◆ **Task requirements**
Which rows contain the string "hillside"? Collect each of them, copied in full.

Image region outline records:
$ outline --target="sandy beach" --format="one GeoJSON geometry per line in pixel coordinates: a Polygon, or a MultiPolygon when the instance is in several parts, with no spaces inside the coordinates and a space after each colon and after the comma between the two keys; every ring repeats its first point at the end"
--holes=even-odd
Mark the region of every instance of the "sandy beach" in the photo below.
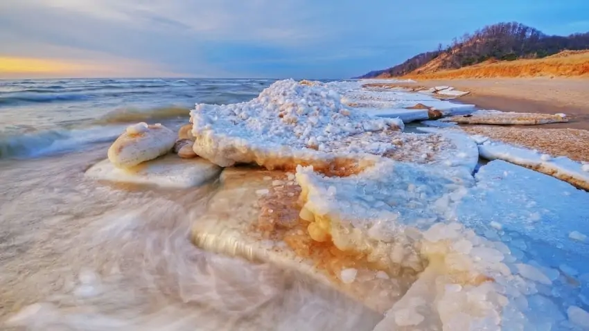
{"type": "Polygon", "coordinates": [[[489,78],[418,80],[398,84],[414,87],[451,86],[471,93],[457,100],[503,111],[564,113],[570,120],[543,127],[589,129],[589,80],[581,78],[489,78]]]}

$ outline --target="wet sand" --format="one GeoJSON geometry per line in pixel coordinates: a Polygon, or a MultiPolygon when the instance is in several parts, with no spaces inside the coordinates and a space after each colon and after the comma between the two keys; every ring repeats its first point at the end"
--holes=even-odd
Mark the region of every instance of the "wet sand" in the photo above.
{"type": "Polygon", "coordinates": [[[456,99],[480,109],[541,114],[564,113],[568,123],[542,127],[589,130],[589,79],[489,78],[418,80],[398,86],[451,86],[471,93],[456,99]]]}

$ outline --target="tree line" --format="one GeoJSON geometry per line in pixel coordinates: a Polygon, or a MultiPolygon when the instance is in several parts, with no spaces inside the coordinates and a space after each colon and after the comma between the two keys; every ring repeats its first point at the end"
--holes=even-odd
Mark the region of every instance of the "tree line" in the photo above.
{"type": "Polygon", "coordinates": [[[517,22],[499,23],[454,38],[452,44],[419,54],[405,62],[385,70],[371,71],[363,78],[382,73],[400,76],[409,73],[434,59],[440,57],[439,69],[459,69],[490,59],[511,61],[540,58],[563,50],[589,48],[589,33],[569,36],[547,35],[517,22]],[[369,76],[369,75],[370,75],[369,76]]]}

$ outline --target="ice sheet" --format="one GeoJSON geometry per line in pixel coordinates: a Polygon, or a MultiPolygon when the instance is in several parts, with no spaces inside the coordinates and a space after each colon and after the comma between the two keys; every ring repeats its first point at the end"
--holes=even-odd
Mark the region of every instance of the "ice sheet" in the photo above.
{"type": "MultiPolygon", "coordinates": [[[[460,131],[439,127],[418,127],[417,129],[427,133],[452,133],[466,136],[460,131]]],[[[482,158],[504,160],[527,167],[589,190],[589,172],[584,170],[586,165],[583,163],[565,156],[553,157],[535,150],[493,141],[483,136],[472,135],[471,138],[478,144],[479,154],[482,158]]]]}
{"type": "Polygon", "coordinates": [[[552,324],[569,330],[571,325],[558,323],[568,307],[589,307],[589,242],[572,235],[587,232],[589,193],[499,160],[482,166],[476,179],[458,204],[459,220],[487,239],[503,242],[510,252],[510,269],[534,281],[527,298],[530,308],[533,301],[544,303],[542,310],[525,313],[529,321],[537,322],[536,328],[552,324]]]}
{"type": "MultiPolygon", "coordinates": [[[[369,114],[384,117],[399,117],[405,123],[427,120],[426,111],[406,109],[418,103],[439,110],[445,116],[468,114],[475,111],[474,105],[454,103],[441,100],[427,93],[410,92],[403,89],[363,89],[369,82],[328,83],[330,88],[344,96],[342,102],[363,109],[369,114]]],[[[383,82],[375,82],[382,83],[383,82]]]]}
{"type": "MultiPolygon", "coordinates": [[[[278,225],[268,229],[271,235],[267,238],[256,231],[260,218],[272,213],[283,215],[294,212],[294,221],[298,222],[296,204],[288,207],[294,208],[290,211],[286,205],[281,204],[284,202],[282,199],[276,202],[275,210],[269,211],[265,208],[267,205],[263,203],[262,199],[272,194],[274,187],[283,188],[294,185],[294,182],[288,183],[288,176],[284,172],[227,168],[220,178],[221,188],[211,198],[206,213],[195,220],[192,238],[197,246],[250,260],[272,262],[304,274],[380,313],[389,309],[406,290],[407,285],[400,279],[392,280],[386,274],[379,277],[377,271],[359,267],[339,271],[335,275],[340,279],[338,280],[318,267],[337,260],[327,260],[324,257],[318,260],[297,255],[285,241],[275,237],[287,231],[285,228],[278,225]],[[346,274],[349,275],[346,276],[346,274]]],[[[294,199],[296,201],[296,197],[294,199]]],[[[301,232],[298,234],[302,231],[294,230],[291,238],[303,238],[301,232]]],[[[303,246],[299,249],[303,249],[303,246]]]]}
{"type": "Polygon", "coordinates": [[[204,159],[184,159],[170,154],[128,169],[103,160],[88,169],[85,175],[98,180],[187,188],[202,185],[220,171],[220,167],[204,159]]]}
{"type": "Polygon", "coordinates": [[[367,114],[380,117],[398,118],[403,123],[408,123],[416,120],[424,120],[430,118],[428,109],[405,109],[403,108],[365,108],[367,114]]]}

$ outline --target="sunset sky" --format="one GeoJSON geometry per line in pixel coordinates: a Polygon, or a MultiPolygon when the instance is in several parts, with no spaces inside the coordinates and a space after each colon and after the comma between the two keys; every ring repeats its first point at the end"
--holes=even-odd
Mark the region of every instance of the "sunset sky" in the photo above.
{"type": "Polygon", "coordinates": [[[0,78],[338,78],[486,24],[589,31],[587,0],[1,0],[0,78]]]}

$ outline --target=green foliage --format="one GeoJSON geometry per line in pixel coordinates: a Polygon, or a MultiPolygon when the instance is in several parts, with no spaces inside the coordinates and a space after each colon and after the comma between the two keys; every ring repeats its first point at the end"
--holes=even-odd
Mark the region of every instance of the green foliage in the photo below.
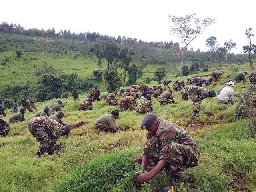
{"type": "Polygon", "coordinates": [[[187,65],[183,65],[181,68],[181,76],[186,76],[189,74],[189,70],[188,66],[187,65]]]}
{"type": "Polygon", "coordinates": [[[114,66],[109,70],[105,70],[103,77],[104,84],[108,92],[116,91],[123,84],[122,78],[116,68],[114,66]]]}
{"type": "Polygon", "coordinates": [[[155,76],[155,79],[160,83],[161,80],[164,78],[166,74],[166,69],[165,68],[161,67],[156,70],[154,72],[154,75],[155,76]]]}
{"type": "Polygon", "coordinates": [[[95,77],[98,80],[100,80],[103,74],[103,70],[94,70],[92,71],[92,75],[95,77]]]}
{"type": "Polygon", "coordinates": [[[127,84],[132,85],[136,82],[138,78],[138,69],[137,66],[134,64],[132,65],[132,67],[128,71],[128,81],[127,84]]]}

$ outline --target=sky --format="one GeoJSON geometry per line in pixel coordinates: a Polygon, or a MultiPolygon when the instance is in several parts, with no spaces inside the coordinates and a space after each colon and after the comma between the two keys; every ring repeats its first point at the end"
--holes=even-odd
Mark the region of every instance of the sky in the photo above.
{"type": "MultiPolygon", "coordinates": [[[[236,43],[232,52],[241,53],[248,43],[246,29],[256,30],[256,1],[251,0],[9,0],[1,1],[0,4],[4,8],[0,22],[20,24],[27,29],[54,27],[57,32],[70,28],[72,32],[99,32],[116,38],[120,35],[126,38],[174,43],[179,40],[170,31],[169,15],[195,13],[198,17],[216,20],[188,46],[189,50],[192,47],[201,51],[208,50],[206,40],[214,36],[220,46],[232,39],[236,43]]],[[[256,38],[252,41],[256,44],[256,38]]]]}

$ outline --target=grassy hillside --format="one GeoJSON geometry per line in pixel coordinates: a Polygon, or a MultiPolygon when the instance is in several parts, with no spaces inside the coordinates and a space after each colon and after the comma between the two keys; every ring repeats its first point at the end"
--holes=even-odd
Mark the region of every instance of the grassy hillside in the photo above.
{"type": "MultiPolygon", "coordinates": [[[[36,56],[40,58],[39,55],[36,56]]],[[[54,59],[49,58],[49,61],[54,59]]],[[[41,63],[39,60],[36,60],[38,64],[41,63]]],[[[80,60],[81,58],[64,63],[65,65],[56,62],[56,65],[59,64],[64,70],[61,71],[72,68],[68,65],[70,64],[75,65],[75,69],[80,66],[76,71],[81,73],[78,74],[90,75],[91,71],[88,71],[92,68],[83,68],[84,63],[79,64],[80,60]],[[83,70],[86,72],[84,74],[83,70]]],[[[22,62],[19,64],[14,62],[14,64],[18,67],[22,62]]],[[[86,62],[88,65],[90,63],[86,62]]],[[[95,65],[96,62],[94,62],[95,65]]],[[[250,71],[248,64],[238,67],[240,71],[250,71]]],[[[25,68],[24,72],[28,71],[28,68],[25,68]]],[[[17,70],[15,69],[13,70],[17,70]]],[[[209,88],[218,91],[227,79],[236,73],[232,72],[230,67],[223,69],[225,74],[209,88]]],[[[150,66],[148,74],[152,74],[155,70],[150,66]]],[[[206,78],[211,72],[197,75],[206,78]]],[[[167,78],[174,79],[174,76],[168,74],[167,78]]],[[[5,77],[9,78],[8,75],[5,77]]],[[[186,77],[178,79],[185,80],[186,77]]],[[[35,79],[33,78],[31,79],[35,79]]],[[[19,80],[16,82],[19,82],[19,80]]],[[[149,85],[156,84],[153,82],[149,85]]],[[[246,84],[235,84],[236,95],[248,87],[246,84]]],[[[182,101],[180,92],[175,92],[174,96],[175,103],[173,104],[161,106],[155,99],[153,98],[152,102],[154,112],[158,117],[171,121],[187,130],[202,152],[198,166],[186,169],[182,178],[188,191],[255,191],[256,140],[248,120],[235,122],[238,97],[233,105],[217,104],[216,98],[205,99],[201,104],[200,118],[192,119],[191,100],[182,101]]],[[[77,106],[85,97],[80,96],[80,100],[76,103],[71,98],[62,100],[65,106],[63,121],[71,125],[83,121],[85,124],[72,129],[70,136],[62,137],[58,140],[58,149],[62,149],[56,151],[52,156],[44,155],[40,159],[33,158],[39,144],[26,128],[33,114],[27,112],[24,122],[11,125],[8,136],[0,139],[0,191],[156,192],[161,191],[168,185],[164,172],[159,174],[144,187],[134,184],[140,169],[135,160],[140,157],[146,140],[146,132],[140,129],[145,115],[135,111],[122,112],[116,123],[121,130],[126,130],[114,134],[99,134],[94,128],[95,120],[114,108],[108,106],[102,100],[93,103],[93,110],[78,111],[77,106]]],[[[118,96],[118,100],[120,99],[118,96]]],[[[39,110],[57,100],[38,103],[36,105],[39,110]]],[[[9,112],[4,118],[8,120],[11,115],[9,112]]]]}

◆ **Task result**
$ outline --target=grassy hillside --format="one GeoJSON geometry per line in pixel coordinates: a Polygon, or a MultiPolygon when the instance is in several parts, with no spaces inside the coordinates and a space after each colon and after the comma between the two keys; every ring repeats its first point at the end"
Mark the region of every instance of the grassy hillside in the photo above.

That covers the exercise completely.